YUV Color Encoding and Chroma Subsampling

Introduction

YUV is a color encoding system typically used as part of a color image pipeline, such as television streaming. In this blog post, I would like to discuss YUV encoding and the chroma subsampling which is often used for YUV encoding signal compression.

YUV Color Encoding

Definition

Unlike RGB, the YUV encoding defines a color space in terms of one luminance component (Y) and two chrominance components, called U (blue projection) and V (red projection) respectively. There are YUV encoding derivatives, such as YUV/Y’UV/YCrCb/Y’CrCb, if luma (Y’) is used instead of luminance (Y), and CB/PB and CR/PR, which are deviations from grey on blue–yellow and red–cyan axes, are used instead of chrominance (U and V).

History

Y’UV was invented when engineers wanted color television in a black-and-white infrastructure. The black-and-white televisions only accepts the luma signal. To extend the color encoding of the pictures, two chrominance components U and V were added as separate additional signals specialized for color televisions.

Chroma Subsampling

YUV often does chroma subsampling to compress signal and improve transmission efficiency.

Subsampling Scheme

The chroma subsampling scheme is commonly expressed as a three-part ratio J:a:b (e.g. 4:2:2) or four parts, that describe the number of luminance and chrominance samples in a conceptual region that is J pixels wide and 2 pixels high. The parts are (in their respective order):

  • J: horizontal sampling reference (width of the conceptual region). Usually, 4.
  • a: number of chrominance samples (Cr, Cb) in the first row of J pixels.
  • b: number of changes of chrominance samples (Cr, Cb) between first and second row of J pixels. Note that b has to be either zero or equal to a (except in rare irregular cases like 4:4:1 and 4:2:1, which do not follow this convention).

Given information ▸
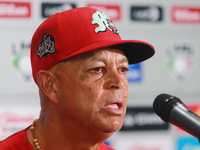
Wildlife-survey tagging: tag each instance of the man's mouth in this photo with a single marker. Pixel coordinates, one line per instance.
(115, 107)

To be done ▸
**A.** Set down everything in the YUV encoding text from "Y’UV was invented" down to "improve transmission efficiency.", word for word.
**B.** For each statement, say yes or no to whether it agrees with the YUV encoding text, and quote the words of the text that decide it: (i) Black-and-white televisions accept only the luma signal. (ii) In the J:a:b scheme, J is usually 2. (iii) U is the red projection.

Expected results ▸
**A.**
Y’UV was invented when engineers wanted color television in a black-and-white infrastructure. The black-and-white televisions only accepts the luma signal. To extend the color encoding of the pictures, two chrominance components U and V were added as separate additional signals specialized for color televisions.

Chroma Subsampling

YUV often does chroma subsampling to compress signal and improve transmission efficiency.

**B.**
(i) Yes: "The black-and-white televisions only accepts the luma signal."
(ii) No: "J: horizontal sampling reference (width of the conceptual region). Usually, 4."
(iii) No: "U (blue projection) and V (red projection)"